===== PASSAGE =====

Health researcher digs the dirt on wood dust

by Hilary Thomson
Staff writer

Sucking in the pungent scent of sawdust on a trip to the lumberyard is aromatherapy
for some people, but for Paul Demers wood dust and the respiratory system just
don’t mix.

An epidemiologist who specializes in occupational respiratory disease, Demers
investigates the connections between wood dust and cancer.

An assistant professor in the Faculty of Graduate Studies’ Occupational Hygiene
Program since 1994, Demers is a principal investigator in a four-year study
of 26,000 B.C. millworkers at 14 sawmills who have been exposed to wood dust
from 1950-85.

“An agency of the World Health Organization classified wood dust as a carcinogen
in 1995,” says Demers, whose research earned him the designation Medical Research
Council of Canada (MRC) /British Columbia Lung Association Scientist this year.
“Now we’re trying to determine which woods are the culprits and at what exposure
level.”

The 1995 classification focused on the dust of hardwoods such as oak and mahogany
as a cause of sino-nasal cancer. There is one case of sino-nasal cancer for
every 100 cases of lung cancer in North America, says Demers, although in Europe
the incidence is higher in part due to wood dust exposure.

Airborne dust from softwoods such as hemlock and fir and mixed woods are also
being investigated as a cause of cancer as well as asthma and chronic obstructive
lung disease.

“Our aim is prevention,” says Demers. “We want to determine risk factors and
work practices that cause the problem.”

Working with woodworkers’ unions and mill management, the researchers examine
data from employment records and match the information to Statistics
Canada data on cancer and deaths due to respiratory illnesses.

Sawmill jobs include dumping and sorting logs and lumber in the yard as well
as sawing, moving and inspecting lumber inside the mill and clean up of the
work area.

Clean-up procedures that involve vacuuming or sweeping dampened dust are preferable
to blowing dust out of the work area using compressed air, says Demers.

He and the research team that includes Occupational Hygiene Program director
Kay Teschke, professor of Health Care and Epidemiology Clyde Hertzman and up
to six master’s and PhD students and data analysts, study procedures at mills
from New Westminster to Mackenzie.

“There have been very significant changes in practices over the time period
of the study,” says Demers. “Although some mills still have 100-year-old equipment,
there’s a lot less manual labour and more work is done from a sealed-off computer
booth.”

Recommendations made in 1997 by Demers, Teschke and Assoc. Prof. Susan Kennedy
contributed to a Workers’ Compensation Board (WCB) decision to cut acceptable
levels of wood dust exposure in half to the current level of 2.5 milligrams
per cubic metre of air. At this level dust particles are visible hanging in
the air.

The abundance of data gathered for the current study is also being used in
other research projects in the department.

PhD student Hugh Davies, who holds an MRC studentship award, is looking at
the connection between industrial noise and heart disease and master’s degree
student Lisa Ronald is studying airborne mold levels related to respiratory
disease.

Results from the study, due to be completed in 2000, may have implications
for other industries such as the manufacture of pulp and paper, doors or furniture.

The Occupational Hygiene Program is an interdisciplinary graduate program
and the only graduate-level program west of Toronto in Canada. The first class
entered the program in 1992. It was established with an endowment from the WCB
that was matched by provincial government funds.

===== DATA TO EXAMINE =====

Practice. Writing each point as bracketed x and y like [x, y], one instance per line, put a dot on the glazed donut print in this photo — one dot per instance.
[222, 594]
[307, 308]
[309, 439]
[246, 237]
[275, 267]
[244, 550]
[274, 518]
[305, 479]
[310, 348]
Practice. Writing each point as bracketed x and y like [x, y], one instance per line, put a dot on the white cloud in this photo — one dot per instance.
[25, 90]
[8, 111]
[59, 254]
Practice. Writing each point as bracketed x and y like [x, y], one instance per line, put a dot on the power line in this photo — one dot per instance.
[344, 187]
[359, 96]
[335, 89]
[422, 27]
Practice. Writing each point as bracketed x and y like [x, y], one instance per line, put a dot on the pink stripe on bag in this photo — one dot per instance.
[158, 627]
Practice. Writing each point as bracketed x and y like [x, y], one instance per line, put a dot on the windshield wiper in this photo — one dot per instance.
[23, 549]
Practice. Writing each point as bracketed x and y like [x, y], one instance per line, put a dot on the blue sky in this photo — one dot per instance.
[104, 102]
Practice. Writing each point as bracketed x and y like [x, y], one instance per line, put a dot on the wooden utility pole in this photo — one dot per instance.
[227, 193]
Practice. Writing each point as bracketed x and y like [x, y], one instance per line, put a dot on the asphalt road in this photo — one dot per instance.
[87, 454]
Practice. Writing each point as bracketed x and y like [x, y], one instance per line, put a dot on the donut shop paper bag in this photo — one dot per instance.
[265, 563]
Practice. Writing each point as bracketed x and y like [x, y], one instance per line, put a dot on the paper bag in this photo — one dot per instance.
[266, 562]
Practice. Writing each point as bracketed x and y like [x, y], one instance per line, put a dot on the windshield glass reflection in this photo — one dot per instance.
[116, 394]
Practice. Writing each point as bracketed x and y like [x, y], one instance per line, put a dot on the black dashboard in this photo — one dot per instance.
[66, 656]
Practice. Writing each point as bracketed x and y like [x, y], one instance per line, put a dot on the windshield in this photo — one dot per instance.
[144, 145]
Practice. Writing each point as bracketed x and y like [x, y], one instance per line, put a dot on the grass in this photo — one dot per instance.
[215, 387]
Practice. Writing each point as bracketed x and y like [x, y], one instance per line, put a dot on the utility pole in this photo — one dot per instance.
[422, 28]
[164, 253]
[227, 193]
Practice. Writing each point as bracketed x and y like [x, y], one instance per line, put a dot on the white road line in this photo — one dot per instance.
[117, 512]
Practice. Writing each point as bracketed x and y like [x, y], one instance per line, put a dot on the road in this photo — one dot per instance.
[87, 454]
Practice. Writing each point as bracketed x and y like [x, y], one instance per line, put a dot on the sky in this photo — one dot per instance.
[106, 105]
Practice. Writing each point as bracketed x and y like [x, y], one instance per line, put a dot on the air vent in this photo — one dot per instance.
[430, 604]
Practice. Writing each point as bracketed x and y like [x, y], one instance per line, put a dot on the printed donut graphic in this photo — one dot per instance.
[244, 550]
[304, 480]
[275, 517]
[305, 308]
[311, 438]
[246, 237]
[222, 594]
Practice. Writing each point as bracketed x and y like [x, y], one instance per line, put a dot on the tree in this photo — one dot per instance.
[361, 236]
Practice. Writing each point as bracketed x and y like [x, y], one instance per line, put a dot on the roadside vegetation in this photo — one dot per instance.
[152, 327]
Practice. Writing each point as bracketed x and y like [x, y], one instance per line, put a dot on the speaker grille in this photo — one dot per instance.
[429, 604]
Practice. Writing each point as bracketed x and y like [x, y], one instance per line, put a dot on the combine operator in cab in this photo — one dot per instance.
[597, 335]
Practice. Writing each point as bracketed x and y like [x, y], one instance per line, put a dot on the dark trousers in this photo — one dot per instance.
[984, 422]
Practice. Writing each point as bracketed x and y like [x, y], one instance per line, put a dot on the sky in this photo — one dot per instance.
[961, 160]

=====

- **WORK INSTRUCTIONS**
A: List every specific kind of wood named in the article on wood dust.
B: According to the article on wood dust, in what year did the first class enter the Occupational Hygiene Program?

- **SOLUTION SET**
A: Oak, mahogany, hemlock, fir

B: 1992